start

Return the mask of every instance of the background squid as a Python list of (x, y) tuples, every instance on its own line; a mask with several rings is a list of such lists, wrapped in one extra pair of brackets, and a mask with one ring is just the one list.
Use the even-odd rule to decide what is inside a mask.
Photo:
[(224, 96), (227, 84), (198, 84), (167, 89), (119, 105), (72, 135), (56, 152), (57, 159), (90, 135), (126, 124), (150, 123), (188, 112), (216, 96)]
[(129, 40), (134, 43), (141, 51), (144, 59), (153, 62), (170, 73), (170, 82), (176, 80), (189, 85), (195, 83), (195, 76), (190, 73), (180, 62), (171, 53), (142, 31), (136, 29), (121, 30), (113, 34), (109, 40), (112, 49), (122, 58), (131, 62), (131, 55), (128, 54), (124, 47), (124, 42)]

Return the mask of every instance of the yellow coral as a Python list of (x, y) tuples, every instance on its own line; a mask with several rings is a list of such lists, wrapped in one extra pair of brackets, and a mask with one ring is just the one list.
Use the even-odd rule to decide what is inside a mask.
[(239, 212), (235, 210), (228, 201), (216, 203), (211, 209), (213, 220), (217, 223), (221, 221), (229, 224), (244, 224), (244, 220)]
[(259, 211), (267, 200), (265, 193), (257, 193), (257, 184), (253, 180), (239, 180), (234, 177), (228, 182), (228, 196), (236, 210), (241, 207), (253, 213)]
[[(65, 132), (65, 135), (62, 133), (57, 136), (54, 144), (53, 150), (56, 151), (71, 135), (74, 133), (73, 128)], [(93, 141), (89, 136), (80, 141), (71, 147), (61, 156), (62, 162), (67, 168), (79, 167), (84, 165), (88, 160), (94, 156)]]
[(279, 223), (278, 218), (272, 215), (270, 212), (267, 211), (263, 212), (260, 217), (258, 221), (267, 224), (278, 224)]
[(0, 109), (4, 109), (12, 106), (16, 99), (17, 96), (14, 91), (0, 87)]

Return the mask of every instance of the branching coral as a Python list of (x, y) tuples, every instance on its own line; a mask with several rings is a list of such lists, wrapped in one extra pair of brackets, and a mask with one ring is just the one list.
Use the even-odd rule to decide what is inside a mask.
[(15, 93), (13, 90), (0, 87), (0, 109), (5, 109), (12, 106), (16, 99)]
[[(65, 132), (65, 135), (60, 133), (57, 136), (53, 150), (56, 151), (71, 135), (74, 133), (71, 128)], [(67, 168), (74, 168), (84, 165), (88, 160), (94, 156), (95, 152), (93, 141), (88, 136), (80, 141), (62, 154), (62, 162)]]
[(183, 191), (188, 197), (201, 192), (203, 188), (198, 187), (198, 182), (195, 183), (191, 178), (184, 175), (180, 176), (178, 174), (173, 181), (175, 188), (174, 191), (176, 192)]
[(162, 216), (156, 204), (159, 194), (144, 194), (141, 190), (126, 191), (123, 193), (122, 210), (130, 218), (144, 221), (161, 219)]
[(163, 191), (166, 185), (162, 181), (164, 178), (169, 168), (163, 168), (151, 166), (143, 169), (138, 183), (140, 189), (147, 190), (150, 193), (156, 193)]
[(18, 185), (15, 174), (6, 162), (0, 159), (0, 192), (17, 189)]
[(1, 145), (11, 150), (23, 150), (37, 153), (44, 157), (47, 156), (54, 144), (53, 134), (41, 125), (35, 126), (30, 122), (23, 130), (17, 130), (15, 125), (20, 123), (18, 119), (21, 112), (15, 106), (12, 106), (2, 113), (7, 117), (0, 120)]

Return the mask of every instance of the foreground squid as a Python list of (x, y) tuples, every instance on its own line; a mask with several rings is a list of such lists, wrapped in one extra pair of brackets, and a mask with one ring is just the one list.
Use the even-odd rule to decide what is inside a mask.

end

Repeat the material word for word, from its very beginning through the line containing "47), (124, 42)]", and nothing else.

ANSWER IN FULL:
Return the mask of every instance of the background squid as a Python list of (x, y) tuples, every instance on its own line; a mask with several rings is a list of such lists, wrapped in one extra pair of brackets, and a mask with one ring is just the one list.
Use the even-odd rule to decide what is inside a mask.
Photo:
[(224, 96), (227, 84), (198, 84), (167, 89), (119, 105), (72, 135), (56, 152), (57, 159), (90, 135), (126, 124), (150, 123), (188, 112), (216, 96)]
[(129, 40), (134, 43), (141, 51), (144, 59), (153, 62), (170, 73), (170, 82), (176, 80), (189, 85), (195, 83), (195, 76), (190, 73), (180, 62), (171, 53), (142, 31), (136, 29), (121, 30), (113, 34), (109, 40), (112, 49), (122, 58), (131, 62), (131, 55), (128, 54), (124, 47), (124, 42)]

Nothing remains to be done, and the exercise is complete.